Testo di partenza.
In barba alla
storia, al dramma di Byron e al soggetto di Piave, I due Foscari in scena alla Scala (ieri
la quinta delle nove recite) non sono padre e figlio, ma fratelli. Sì, proprio
come un certo Boccanegra era fratello di Maria-Amelia e un tale Rigoletto era
fratello di Gilda. Insomma, avete già capito: uno come il topone proprio nei panni di un vecchio padre non ci può entrare; e
mica per la sua età (se è per quella, potrebbe benissimo fare anche il...
nonno) ma per via di una voce che neanche a martellate riesce a rientrare nel
minimo sindacale del baritono
tout-court, non dico in quello del baritono
verdiano, ecco.
Paradossalmente,
le grandi qualità attoriali di Domingo, emerse magnificamente anche in questa
occasione, invece di costituire un argine all’estraneità della voce rispetto al
ruolo, la mettono ancor più in risalto! Comunque proprio ieri l’equivoco si è
risolto: per le quattro recite che restano arriverà infatti un baritono standard (no-Rolex). Certo che
in fatto di deontologia professionale
il simpatico topone lascia parecchio a desiderare; e con lui tutto l’entourage che gli permette di esibire
(lucrandoci!) tale discutibile deontologia. E così di questo passo accetteremo
che un soprano lirico un po’ invecchiato ma ben reclamizzato canti Azucena o
– nello strumentale – che il concerto per violoncello di Dvorak lo suoni un violinista
con l’accordatura a 256!

Esercizio 1.
Trasforma in un breve elenco il paragrafo dell'articolo sui Due Foscari che comincia con «In barba alla storia», tenendo i fatti principali.
Esercizio 2.
Prosegui l'articolo sui Due Foscari a partire dall'ultima frase.
Il materiale che segue non ha niente a che vedere con l'articolo sui Due Foscari.

Estratto dati.
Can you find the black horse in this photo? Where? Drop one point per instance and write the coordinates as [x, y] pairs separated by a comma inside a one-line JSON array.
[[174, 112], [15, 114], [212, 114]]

Risposta scritta 1.
- Alla Scala sono in programma nove recite dei Due Foscari; ieri c'è stata la quinta.
- Contro la storia, il dramma di Byron e il soggetto di Piave, in scena i due Foscari sembrano fratelli e non padre e figlio.
- Lo stesso è successo con Boccanegra, che sembrava fratello di Maria-Amelia, e con Rigoletto, che sembrava fratello di Gilda.
- Il «topone» non riesce a calarsi nella parte di un vecchio padre.
- Il problema non è l'età ma la voce, che non arriva al minimo richiesto a un baritono qualsiasi e tanto meno a un baritono verdiano.

Risposta scritta 2.
Peccato perchè
per il resto devo dire che la prestazione musicale complessiva mi è parsa di
livello notevole, grazie alla convincente direzione di Michele Mariotti, sempre più sicuro anche quando va in trasferta da Pesaro a Roncole, alla buona
prestazione dell’orchestra e alle voci di Francesco
Meli (che conferma il successo dell’inaugurale Giovanna) e di Anna Pirozzi,
una Lucrezia contestata (da pochi, pare) alla prima, ma che a me è parsa decisamente all’altezza: la voce è davvero
notevole (per timbro, calore, morbidezza) e la tecnica sarà ancora un poco
acerba, ma è già di livello più che apprezzabile. A ciò va aggiunta la prova
più che dignitosa del coro di Mario
Casoni (peraltro impegnato qui da Verdi in modo non proibitivo) e quella
onesta degli altri comprimari.
Insomma, dopo la
positiva apertura con Giovanna, ecco
un altro Verdi carcerato che ha avuto
la sua meritata... scarcerazione!
___
Quanto
all’allestimento, devo dire che Alvis
Hermanis ha fatto molti meno danni di quanti ne avesse combinati una anno
fa con Die Soldaten, il che è già una buona notizia... ma non basta a giustificare la parcella.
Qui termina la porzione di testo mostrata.